> To do:
Reproduce every one of the records below verbatim, without altering anything.

(Object position labeling entries)
------------------------------------
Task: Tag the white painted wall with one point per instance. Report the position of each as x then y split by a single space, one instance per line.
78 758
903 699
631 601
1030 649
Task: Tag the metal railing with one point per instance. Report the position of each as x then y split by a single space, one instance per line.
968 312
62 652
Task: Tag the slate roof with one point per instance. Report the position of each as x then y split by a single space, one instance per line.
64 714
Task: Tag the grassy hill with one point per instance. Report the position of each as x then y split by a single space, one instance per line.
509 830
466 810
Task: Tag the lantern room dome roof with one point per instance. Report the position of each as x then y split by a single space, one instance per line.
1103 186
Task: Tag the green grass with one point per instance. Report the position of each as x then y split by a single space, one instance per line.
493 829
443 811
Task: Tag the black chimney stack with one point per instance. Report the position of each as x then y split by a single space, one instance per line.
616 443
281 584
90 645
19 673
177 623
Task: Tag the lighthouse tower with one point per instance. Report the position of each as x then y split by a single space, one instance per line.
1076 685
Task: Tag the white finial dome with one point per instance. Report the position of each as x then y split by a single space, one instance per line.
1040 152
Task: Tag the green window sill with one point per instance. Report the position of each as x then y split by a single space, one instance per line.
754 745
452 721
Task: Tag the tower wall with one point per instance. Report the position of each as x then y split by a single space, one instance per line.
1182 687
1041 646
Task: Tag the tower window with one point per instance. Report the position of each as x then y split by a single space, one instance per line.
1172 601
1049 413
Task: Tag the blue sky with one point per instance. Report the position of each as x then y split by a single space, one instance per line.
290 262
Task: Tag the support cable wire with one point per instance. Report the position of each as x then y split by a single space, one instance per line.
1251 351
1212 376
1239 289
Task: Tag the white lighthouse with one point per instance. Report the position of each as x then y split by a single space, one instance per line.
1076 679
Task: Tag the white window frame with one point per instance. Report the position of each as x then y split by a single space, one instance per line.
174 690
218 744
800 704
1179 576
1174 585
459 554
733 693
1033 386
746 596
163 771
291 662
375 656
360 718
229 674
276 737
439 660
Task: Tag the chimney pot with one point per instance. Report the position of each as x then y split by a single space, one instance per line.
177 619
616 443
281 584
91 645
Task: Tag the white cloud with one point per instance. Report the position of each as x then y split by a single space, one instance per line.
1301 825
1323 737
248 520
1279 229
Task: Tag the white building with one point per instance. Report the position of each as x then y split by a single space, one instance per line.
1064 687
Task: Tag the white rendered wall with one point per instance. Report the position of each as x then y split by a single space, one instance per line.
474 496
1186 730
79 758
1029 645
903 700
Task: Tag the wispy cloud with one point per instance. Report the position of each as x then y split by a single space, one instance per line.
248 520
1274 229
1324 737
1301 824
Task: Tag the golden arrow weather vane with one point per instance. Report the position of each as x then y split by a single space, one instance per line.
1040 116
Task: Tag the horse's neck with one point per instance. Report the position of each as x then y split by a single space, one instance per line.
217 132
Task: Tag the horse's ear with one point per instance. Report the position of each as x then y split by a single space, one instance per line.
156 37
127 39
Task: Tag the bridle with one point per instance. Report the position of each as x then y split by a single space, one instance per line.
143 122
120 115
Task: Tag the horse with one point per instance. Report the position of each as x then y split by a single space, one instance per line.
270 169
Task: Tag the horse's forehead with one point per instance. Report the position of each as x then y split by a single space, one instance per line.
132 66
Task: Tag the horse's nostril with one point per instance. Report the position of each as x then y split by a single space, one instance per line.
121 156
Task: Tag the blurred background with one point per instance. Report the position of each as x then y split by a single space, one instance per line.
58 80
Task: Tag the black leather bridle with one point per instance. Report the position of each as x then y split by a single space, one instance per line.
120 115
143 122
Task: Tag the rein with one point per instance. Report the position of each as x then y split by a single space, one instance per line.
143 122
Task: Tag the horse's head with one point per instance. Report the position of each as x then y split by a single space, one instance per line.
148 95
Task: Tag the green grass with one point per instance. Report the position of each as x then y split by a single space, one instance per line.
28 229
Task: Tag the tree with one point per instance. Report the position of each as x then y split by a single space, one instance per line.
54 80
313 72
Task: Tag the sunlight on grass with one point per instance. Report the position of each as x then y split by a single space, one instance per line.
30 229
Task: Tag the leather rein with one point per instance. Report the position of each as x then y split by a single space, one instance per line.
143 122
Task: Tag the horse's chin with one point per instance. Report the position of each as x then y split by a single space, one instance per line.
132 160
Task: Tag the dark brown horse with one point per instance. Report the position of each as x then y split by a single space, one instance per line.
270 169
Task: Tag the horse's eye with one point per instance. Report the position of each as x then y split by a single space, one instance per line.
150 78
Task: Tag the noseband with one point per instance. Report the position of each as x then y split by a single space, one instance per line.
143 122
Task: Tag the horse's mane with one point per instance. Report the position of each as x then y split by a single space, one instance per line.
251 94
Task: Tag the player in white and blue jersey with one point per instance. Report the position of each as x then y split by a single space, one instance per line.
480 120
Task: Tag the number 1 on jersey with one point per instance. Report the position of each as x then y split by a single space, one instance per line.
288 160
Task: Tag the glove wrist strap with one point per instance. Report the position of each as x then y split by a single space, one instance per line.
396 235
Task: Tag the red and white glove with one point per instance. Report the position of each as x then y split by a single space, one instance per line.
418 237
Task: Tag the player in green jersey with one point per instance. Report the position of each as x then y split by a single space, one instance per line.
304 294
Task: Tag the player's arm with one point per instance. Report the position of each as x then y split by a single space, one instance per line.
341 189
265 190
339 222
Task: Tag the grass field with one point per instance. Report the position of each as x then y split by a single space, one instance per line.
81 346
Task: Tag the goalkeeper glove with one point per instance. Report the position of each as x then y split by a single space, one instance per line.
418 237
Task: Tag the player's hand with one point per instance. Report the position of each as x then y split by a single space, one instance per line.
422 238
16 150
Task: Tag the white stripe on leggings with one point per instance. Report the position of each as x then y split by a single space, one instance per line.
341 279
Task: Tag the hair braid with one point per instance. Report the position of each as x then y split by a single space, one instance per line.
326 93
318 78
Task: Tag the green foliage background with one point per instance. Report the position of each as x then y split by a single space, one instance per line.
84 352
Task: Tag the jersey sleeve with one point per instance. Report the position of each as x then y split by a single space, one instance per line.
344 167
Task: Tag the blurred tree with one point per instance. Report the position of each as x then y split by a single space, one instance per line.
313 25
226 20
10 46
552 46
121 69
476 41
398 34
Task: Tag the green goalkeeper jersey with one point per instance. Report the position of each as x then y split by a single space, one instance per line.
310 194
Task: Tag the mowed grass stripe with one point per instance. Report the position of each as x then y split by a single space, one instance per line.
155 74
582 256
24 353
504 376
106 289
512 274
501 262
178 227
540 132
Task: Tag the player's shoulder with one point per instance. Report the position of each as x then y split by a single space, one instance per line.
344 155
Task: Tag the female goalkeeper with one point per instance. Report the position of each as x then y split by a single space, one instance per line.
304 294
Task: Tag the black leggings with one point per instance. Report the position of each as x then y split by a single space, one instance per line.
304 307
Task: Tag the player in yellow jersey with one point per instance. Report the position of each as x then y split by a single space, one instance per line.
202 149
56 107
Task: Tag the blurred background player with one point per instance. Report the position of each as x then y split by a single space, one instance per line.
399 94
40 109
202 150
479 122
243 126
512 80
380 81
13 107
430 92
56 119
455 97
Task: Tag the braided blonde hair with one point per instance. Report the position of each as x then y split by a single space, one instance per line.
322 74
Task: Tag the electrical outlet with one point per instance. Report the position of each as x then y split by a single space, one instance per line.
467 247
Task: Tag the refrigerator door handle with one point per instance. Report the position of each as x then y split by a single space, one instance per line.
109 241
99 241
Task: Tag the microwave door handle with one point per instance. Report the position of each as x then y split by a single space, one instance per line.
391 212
------------------------------------
> Output of the exercise:
Task: Tag the white painted wall with one point per instance. Report the position of each as x then y split by a single space, one instance per line.
78 758
903 699
631 601
1030 649
Task: Tag the metal railing with one point per instance. Report the position of each as x then y split by a single space, one instance per line.
968 312
62 652
Task: Tag the slate roof with one point per instance. Report the position of each as x then y split by a single space, one instance per line.
64 714
Task: Tag the grassy hill with one point per instance. Report the position of each as x then y split by a single space, one instance per line.
509 830
466 810
Task: Tag the lantern room dome roof with one point per instance. Report the position of each as x then y split by a single space, one instance per line.
1103 186
Task: Tag the green grass with one point per instance. Report the position of each as x then y split by a single space, one instance per line.
493 829
443 811
Task: Tag the black chimney stack with one point per instance. Report the position of each as x then y split by a single space, one instance per line.
616 443
281 584
90 645
19 673
177 623
Task: Tag the lighthouse tower with one point per instance. Report the position of each as x then y split by a single space, one instance per line.
1076 685
Task: Tag the white finial dome with one point per instance. Report the position of each as x then y split by a single space, one instance per line.
1040 152
Task: Tag the green window sill with one point per instance. Report the position of each as x then y split by a single space, one instance per line.
754 745
452 721
Task: Tag the tower wall with one point per instance. Report the position of each as x then y split by a single space, one instance per line.
1182 687
1041 646
Task: Tag the tower window with one point per instance. Report the position of each as x then y split by a single space, one instance per line.
1172 601
1049 413
Task: Tag the blue sky with one point per instance. Report the position of each as x then y split by a single space, one instance per line.
290 262
Task: Tag the support cable wire with one point per instance. Report the position of each as x then y split by a single space, one instance per line.
1251 351
1212 376
1239 289
Task: Tag the white lighthouse with one point per instance. Report the position of each as x then y split by a single space, one instance per line.
1076 679
Task: Tag the white window frame with one point per instance. Report the position of each as x then y split by a single space, one instance per line.
174 690
218 744
800 704
1179 576
1174 585
459 554
733 693
1033 386
746 596
163 771
291 662
375 656
360 718
229 674
276 737
439 660
Task: Tag the chimney pot with one point per instance. Report the position of each as x then y split by a single space, one instance per line.
177 619
616 443
281 584
91 645
Task: Tag the white cloud with one point per instance. Report the position of each as x then y split by a single space, one instance per line.
1301 825
1323 737
248 520
1279 229
Task: Tag the white building with one point per instance. Report the position of each as x then y split by a single space, one instance per line.
1064 687
Task: Tag the white rendered wall with one point per instance. Report the position of each as x then y split by a single space, one instance per line.
474 496
1186 730
79 758
1029 645
903 700
Task: Tag the wispy cloud with one point per instance. Report the position of each as x then y split by a single space, one instance per line.
248 520
1274 229
1324 737
1301 824
Task: Tag the golden arrow weather vane with one point per instance. Report the position of each as x then y split by a single space, one instance per line.
1040 116
Task: Tag the horse's neck with one point per instance. Report the position of each as x then y split by a single space, one instance per line.
217 132
Task: Tag the horse's ear with one point per instance. Report the position of each as x then y split by a single space, one instance per line.
156 37
127 39
Task: Tag the bridle with one point per instance. Report the position of each as x then y split by a single space, one instance per line.
143 122
120 115
Task: Tag the horse with one point per instance. Report the position of each as x then y split by a single space, one instance per line.
270 169
Task: Tag the horse's forehead with one point per instance. Report the position of each as x then y split by a single space, one instance per line.
132 66
Task: Tag the horse's nostril with one point per instance. Report the position of each as x then y split by a single space, one instance per line.
121 156
Task: Tag the blurred background with one point per instance. Report the position of each as x then y split by a single space, one instance per line.
58 80
Task: Tag the black leather bridle with one point per instance. Report the position of each as x then y split by a single space, one instance per line.
120 115
143 122
Task: Tag the rein with one point per instance. Report the position of each as x then y split by a single space, one instance per line.
143 122
Task: Tag the horse's head with one point per instance. Report the position of each as x then y split by a single space, one instance per line.
148 95
Task: Tag the green grass with one point per instance. Report the position of each as x then y split by a single space, one instance per line.
28 229
Task: Tag the tree with one point per instance. Report the position of each as x then y split by a single space, one instance per line.
54 80
313 72
Task: Tag the sunlight on grass with one point per instance. Report the position of each as x then y split by a single space, one instance per line.
30 229
Task: Tag the leather rein with one point per instance. Report the position of each as x then y split by a single space, one instance per line.
143 122
Task: Tag the horse's chin with one point per instance. Report the position of each as x then y split by a single space, one instance per line.
132 160
Task: Tag the dark brown horse with one point per instance. Report the position of each as x then y split by a single space, one instance per line.
270 169
Task: Tag the horse's eye with one point per instance. Report the position of each as x then y split by a single space, one instance per line.
150 78
Task: Tag the noseband with one point per instance. Report the position of each as x then y split by a single space, one instance per line.
143 122
Task: Tag the horse's mane with one point per instance. Report the position of each as x then y split by a single space, one instance per line.
251 94
Task: Tag the player in white and blue jersey with one point per instance. Report the position of each as x then y split by a single space, one instance per line.
480 120
Task: Tag the number 1 on jersey with one point per instance. Report the position of each as x then y split by a single space, one instance per line.
288 160
Task: Tag the glove wrist strap with one point per instance. Report the position of each as x then y split by a single space, one instance per line.
396 235
Task: Tag the red and white glove with one point per instance. Report the position of each as x then y split by a single space, one instance per line.
418 237
Task: Tag the player in green jersey with one point per instance. Report the position of each as x then y split by a single space, one instance per line.
304 294
Task: Tag the player's arm with one point per instance. Report the position of each as x then y split by a single space, one instance per line.
341 189
265 190
339 222
Task: Tag the grass field with one point per instance. Report the position of each as x then y split by a single space, one instance per line.
81 346
Task: Tag the goalkeeper glove with one point per instance. Report the position of each as x then y split by a single space, one instance per line.
418 237
Task: Tag the player's hand with one point per instance. Report the position of each as x then y split by a single space, one instance per line.
422 238
16 150
Task: Tag the white stripe on leggings with one point per instance. Report the position of each as x then y split by a single space, one instance per line.
341 279
Task: Tag the hair braid with one point per instance. Report the position of each as x then y split by a single space, one instance per line.
326 93
318 78
Task: Tag the green foliage background with one point per instance. Report the position of each as x then y split by a single space, one instance per line.
84 352
Task: Tag the jersey sleeve with one point per instance. Report the position of each as x then y split by a single space, one instance per line.
344 167
Task: Tag the blurred tree with one point per instance. Report the position of each as x then y split by a single space, one instance per line.
313 25
226 20
10 46
552 46
121 69
476 41
398 34
Task: Tag the green goalkeeper jersey with one point per instance. Report the position of each as x then y split by a single space, one instance per line.
310 194
Task: Tag the mowed grass stripe with one point per instance. Report the position of each as x then y split by a single space, one instance per line.
155 74
582 256
24 353
504 376
106 289
512 274
501 262
178 227
540 132
Task: Tag the player's shoulder with one point per instance. Report the position of each as x then y split by a single space, one instance per line.
344 155
Task: Tag the female goalkeeper with one point per instance. Report the position of each as x then y split by a single space, one instance per line.
304 294
Task: Tag the black leggings with one point per instance. Report the position of each as x then y split by a single space, one instance per line.
304 307
Task: Tag the player in yellow jersey with one point per instance. Report the position of each as x then y split by a single space, one instance per line.
202 149
56 107
Task: Tag the blurred background player with one point per instance. Report the position of each as x then y split by a single space, one instance per line.
399 94
40 109
202 150
479 122
243 126
512 80
380 81
13 107
430 92
56 119
455 97
Task: Tag the braided blonde hair with one point per instance. Report the position of each as x then y split by a single space, one instance per line.
322 74
Task: Tag the electrical outlet with one point per instance. Report the position of each as x then y split by a single space, one instance per line.
467 247
Task: Tag the refrigerator door handle with one point per instance. Report the position of each as x then y split by a single space, one instance per line.
109 241
99 241
Task: Tag the microwave door handle with one point per instance. Report the position of each as x then y split by a single space, one instance per line.
391 212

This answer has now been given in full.